Text provided:
## Begin

MONs unresponsive for excessive amount of time - ceph-users

18 Nov 2020

Hi all,

one of our MONs was down for maintenance for ca. 45 minutes. After this time I started it
up again and it joined the cluster.

Unfortunately, things did not go as expected. The MON sub-cluster became unresponsive for
a bit more than 10 minutes. Admin commands would hang, even if issued directly to a
specific monitor via "ceph tell mon.xxx". In addition, our MDS lost connection
to the MONs and reported a laggy connection. Consequently, all ceph fs access was frozen
for a bit more than 10 minutes as well.

From the little I could get out with "ceph daemon mon.xxx mon_status" I could
see that the restarted MON was in state "synchronizing" (or similar, its from
memory) while the other mons were in quorum.

## End

Material:
## Begin

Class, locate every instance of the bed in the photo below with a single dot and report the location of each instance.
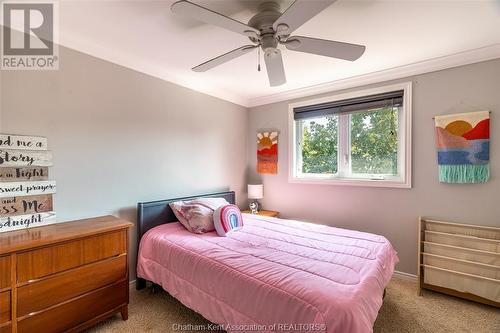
(272, 275)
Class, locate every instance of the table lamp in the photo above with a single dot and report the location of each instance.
(255, 192)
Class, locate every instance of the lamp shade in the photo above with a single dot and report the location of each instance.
(255, 191)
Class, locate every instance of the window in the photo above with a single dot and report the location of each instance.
(360, 138)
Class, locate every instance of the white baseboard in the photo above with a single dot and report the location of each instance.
(405, 276)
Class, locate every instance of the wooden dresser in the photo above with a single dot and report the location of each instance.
(63, 277)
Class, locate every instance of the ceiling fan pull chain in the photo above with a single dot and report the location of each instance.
(258, 66)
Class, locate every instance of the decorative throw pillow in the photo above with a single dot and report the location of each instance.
(197, 215)
(227, 219)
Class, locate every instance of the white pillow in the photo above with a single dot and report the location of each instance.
(197, 215)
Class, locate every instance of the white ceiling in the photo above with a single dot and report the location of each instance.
(146, 36)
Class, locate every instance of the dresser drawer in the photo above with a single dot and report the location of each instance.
(4, 272)
(38, 263)
(4, 307)
(62, 287)
(68, 315)
(6, 328)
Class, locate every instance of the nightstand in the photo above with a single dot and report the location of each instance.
(270, 213)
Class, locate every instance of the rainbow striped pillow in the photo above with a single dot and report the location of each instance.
(227, 219)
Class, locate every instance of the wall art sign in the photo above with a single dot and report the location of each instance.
(463, 145)
(267, 152)
(26, 192)
(24, 174)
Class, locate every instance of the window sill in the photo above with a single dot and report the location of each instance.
(351, 182)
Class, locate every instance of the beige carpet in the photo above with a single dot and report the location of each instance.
(402, 311)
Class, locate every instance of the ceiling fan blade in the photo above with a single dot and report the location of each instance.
(224, 58)
(206, 15)
(328, 48)
(274, 67)
(299, 13)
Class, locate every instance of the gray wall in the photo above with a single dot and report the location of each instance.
(120, 137)
(390, 212)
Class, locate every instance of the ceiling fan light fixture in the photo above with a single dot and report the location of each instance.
(282, 28)
(292, 43)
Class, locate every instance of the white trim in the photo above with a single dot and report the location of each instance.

## End

Set problem 1: In the forum post about unresponsive MONs, how long was the monitor down for maintenance before it was restarted?
Set problem 2: Extend the forum post about unresponsive MONs, picking up after its final sentence.
The entries have no connection to the forum post about unresponsive MONs.

Task answer 1: About 45 minutes.

Task answer 2:
Our cluster is mimic-12.2.8. Somehow, this observation does not fit together with the
intended HA of the MON cluster, there should not be any stall at all.

My questions: Why do the MONs become unresponsive for such a long time? What are the MONs
doing during this time frame? Are there any config options I should look at? Are there any
log messages I should hunt for?

Any hint is appreciated.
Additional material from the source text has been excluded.